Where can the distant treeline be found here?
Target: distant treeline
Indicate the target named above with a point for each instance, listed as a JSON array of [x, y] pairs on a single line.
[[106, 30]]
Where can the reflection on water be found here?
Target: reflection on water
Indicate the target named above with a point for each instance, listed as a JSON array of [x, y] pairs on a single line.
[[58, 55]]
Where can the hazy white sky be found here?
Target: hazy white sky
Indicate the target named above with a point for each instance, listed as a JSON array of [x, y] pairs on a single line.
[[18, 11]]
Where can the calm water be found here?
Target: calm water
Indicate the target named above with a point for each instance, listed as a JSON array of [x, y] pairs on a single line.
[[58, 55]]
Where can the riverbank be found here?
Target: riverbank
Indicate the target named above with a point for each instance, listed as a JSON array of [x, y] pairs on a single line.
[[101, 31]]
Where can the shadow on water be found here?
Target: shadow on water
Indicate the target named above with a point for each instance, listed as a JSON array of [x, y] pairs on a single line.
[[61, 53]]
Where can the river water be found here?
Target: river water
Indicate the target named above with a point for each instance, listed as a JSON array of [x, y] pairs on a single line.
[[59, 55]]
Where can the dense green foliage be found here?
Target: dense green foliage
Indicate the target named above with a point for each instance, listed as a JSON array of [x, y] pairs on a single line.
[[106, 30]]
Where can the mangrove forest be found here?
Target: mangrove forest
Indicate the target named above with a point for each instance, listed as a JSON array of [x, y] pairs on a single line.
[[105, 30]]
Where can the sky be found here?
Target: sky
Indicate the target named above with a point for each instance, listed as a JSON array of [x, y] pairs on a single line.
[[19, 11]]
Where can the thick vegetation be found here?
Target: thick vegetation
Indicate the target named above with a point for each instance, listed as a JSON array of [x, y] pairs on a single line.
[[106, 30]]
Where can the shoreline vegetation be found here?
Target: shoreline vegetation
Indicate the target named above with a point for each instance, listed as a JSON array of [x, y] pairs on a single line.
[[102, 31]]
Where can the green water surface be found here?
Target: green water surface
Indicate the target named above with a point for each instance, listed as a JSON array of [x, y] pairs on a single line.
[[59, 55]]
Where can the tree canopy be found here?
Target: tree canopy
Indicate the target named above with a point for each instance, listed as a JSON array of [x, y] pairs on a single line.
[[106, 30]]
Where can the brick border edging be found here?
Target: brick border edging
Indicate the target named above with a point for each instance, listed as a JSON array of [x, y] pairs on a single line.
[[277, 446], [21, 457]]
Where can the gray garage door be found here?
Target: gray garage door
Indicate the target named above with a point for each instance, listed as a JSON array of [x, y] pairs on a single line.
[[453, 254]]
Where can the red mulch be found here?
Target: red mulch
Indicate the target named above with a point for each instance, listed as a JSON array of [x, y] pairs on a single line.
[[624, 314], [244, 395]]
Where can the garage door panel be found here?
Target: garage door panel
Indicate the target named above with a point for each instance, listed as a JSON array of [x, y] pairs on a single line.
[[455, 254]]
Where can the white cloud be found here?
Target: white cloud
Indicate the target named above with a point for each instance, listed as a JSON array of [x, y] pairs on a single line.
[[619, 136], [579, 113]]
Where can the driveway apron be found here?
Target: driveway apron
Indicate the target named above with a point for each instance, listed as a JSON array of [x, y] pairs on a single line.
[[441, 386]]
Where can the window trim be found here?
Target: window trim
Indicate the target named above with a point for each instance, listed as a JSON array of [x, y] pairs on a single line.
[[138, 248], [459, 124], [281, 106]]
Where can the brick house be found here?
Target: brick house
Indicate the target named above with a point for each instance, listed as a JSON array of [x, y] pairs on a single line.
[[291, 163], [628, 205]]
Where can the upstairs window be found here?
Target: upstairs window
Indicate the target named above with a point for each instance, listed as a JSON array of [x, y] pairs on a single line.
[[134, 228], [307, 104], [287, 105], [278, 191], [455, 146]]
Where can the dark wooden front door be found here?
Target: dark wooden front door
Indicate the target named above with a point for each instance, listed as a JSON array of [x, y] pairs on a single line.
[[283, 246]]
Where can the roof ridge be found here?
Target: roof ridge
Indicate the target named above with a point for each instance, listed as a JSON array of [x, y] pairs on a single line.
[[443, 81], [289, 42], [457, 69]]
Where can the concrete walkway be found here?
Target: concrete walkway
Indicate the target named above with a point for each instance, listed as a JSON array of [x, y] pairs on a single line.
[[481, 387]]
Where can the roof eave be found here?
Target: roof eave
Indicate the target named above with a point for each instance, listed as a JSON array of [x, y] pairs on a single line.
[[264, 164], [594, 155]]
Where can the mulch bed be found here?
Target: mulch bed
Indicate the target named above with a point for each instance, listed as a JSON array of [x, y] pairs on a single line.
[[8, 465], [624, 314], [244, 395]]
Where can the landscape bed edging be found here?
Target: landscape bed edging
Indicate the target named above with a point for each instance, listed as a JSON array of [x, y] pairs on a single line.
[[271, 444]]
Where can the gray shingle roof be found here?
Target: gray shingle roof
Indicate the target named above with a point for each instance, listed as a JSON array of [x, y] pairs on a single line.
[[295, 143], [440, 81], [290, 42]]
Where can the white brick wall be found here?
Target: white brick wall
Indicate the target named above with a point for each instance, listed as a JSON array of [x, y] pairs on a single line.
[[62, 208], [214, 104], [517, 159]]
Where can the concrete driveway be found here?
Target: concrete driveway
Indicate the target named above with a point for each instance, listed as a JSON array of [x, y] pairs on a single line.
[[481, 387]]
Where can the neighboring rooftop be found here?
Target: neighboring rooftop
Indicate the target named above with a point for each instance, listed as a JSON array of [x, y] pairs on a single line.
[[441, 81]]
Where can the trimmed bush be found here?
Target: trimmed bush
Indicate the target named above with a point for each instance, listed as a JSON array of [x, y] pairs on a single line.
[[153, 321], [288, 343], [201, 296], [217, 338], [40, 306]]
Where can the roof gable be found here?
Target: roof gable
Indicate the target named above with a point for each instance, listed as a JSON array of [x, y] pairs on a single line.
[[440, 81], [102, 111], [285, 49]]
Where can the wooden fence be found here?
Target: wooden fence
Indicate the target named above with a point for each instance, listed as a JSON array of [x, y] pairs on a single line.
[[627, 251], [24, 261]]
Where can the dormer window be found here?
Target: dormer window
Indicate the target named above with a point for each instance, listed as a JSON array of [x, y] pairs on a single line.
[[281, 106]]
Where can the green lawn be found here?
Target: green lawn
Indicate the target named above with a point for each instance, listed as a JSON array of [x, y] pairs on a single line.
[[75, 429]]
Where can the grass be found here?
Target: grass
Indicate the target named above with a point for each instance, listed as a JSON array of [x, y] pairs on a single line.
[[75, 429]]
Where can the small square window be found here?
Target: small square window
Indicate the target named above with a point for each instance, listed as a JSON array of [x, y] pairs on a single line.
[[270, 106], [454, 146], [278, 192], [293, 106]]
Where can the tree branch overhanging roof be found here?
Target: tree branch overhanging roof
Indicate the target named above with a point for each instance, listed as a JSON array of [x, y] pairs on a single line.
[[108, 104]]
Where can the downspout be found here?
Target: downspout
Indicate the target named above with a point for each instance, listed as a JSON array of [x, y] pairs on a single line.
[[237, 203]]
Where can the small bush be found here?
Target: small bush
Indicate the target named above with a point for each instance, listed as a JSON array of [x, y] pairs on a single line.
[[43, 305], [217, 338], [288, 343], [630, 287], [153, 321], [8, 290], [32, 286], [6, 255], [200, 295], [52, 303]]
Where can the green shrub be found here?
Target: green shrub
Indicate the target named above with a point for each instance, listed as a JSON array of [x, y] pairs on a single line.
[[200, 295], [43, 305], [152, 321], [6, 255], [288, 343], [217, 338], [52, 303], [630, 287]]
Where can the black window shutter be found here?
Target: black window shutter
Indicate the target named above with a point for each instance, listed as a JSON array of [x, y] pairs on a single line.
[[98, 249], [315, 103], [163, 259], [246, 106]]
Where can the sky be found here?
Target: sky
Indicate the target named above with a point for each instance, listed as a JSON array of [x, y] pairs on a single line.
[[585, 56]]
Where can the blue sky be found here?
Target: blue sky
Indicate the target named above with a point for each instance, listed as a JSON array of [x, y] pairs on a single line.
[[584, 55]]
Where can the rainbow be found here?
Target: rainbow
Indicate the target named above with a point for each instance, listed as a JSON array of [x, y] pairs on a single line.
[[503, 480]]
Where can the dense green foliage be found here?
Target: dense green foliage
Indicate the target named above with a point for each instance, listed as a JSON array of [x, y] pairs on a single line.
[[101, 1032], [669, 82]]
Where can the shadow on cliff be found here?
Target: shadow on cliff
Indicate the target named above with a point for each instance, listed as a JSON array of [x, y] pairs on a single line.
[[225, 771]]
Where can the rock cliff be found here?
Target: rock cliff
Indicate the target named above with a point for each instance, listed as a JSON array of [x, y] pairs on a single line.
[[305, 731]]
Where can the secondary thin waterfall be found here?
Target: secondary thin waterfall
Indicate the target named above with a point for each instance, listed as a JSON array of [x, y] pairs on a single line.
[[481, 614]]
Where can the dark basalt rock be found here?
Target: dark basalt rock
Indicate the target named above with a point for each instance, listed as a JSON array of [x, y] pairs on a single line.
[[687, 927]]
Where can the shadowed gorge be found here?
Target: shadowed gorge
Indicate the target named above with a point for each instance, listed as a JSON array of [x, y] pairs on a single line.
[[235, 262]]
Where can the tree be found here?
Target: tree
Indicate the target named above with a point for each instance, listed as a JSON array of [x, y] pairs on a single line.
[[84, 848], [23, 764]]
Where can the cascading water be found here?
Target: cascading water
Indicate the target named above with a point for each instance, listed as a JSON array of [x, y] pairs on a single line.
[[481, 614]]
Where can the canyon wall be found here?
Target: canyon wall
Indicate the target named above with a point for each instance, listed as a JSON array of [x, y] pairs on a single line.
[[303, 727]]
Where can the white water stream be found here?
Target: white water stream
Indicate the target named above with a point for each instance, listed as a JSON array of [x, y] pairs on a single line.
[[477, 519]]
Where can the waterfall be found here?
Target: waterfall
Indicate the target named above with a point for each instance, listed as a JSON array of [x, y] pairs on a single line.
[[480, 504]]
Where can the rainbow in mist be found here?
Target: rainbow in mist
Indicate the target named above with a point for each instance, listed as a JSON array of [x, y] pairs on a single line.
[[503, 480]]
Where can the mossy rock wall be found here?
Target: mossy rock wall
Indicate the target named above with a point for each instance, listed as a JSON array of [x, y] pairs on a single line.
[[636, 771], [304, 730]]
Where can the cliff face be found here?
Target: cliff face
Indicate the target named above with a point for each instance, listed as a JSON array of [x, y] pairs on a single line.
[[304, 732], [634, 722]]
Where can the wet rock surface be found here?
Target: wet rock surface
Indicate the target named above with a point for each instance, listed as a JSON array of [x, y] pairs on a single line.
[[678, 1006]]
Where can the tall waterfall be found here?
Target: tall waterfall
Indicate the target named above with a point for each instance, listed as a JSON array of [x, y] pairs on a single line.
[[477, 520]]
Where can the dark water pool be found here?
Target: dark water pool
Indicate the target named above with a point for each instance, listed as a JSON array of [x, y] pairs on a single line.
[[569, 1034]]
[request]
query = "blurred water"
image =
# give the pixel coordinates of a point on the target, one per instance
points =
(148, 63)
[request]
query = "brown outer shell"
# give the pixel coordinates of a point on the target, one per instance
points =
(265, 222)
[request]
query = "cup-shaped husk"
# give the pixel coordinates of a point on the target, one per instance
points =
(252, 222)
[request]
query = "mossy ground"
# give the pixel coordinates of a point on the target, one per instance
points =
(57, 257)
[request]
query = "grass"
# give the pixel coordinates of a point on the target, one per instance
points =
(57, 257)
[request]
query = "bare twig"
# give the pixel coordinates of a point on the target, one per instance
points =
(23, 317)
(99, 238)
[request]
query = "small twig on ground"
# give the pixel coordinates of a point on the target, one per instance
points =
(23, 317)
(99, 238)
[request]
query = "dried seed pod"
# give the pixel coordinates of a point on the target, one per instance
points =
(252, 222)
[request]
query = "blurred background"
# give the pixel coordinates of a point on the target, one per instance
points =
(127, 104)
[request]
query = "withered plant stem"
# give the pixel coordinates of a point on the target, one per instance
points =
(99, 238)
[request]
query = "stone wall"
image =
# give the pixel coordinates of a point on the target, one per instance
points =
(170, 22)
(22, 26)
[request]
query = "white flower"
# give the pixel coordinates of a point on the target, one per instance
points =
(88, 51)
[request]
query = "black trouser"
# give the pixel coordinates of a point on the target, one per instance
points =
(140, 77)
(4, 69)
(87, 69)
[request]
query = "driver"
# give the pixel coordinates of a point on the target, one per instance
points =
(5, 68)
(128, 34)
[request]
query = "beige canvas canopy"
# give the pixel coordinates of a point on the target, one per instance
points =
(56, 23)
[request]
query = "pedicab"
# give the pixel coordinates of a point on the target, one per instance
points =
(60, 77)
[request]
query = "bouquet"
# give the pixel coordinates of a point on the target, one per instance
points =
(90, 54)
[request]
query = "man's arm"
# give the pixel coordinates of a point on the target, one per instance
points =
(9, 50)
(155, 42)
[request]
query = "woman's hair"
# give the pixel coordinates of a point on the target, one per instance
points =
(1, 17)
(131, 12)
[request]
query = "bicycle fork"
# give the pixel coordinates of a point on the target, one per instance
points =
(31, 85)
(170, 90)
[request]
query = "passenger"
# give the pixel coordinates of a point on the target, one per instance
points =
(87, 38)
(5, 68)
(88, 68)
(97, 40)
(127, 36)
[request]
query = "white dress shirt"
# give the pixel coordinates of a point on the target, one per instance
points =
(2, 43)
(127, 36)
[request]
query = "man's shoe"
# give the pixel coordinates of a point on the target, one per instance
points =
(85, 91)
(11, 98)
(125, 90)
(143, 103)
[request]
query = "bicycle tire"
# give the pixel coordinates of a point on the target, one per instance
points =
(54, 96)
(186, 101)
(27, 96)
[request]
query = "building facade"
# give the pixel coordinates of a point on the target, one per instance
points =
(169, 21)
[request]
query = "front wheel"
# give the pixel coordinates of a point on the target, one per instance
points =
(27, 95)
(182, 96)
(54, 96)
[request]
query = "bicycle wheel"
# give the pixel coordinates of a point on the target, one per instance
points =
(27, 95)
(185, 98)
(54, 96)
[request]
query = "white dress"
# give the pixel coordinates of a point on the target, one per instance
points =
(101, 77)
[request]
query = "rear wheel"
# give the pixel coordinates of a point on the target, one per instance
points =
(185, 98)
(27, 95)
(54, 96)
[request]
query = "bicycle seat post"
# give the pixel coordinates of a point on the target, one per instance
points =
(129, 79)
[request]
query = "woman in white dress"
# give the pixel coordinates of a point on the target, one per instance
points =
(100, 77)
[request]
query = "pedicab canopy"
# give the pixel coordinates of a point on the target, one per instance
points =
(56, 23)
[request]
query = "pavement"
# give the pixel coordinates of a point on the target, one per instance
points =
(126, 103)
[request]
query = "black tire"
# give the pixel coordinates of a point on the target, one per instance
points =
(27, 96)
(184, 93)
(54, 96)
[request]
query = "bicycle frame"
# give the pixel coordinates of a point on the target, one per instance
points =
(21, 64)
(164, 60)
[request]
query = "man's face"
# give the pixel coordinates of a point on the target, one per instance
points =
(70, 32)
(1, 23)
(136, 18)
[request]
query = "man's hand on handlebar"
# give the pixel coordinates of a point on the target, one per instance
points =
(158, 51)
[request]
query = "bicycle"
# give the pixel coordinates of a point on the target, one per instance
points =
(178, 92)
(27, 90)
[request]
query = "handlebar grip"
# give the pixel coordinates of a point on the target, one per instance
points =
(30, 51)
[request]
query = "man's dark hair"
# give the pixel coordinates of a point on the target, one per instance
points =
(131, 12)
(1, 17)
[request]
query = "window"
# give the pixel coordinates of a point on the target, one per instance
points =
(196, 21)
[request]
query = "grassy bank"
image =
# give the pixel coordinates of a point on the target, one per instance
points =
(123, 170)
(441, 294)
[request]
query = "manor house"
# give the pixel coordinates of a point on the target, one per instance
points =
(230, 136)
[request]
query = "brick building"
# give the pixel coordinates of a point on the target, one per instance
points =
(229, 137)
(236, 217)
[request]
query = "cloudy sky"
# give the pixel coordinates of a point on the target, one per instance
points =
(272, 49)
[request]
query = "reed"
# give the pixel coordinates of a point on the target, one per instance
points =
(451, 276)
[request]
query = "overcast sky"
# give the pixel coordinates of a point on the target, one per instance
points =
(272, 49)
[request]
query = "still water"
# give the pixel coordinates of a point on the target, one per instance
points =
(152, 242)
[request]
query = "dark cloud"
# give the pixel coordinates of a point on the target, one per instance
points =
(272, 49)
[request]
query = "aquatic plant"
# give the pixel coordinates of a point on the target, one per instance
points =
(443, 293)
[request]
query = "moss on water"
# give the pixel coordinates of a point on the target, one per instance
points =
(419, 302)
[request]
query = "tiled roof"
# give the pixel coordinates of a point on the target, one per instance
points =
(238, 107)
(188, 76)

• [How to complete this task]:
Take the listing above and repeat exactly the lines from the one containing "Target: window trim" through the one containing "Where can the gray shingle", both included.

• [Answer to the exercise]:
Target: window trim
Indicate the target named above with a point for each instance, listed as a JSON array of [x, y] pairs on a single line.
[[138, 248], [459, 124], [281, 106]]
Where can the brick house be found here?
Target: brick house
Indicate the target named above with a point for each instance, listed as a JSON array of [x, y] pairs on a single line.
[[291, 163], [628, 205]]
Where can the upstairs window be found here?
Target: upstairs window
Indicate the target named above with a point for each instance, listed as a JSON array of [x, y] pairs on a single line.
[[134, 228], [307, 104], [287, 105], [278, 191], [455, 146]]
Where can the dark wooden front door be found here?
Target: dark wooden front door
Indicate the target named above with a point for each instance, listed as a JSON array of [x, y] pairs on a single line.
[[283, 246]]
Where can the roof ridge be found here?
Target: roof ridge
Indicate the target named above with a point for each instance, listed as a JSON array of [x, y] pairs on a single line.
[[443, 81], [289, 42], [457, 69]]
Where can the concrete walkway be found here?
Target: concrete walkway
Indicate the target named above with a point for each instance, listed as a JSON array of [x, y] pairs on a single line.
[[481, 387]]
Where can the roof eave be found here?
Target: roof eave
Indicate the target named above with a point for each instance, listed as a JSON array of [x, y] pairs on a single line.
[[264, 164], [594, 155]]
Where can the mulch bed be found here?
Target: mulch bed
Indicate the target named above with a point for each instance, listed as a JSON array of [x, y] pairs on a single line.
[[8, 465], [624, 314], [244, 395]]
Where can the landscape bed edging be found here?
Target: landscape bed edging
Indicate the target named above with a point for each instance, listed as a JSON array of [x, y] pairs on a single line.
[[271, 444]]
Where can the gray shingle roof be found here?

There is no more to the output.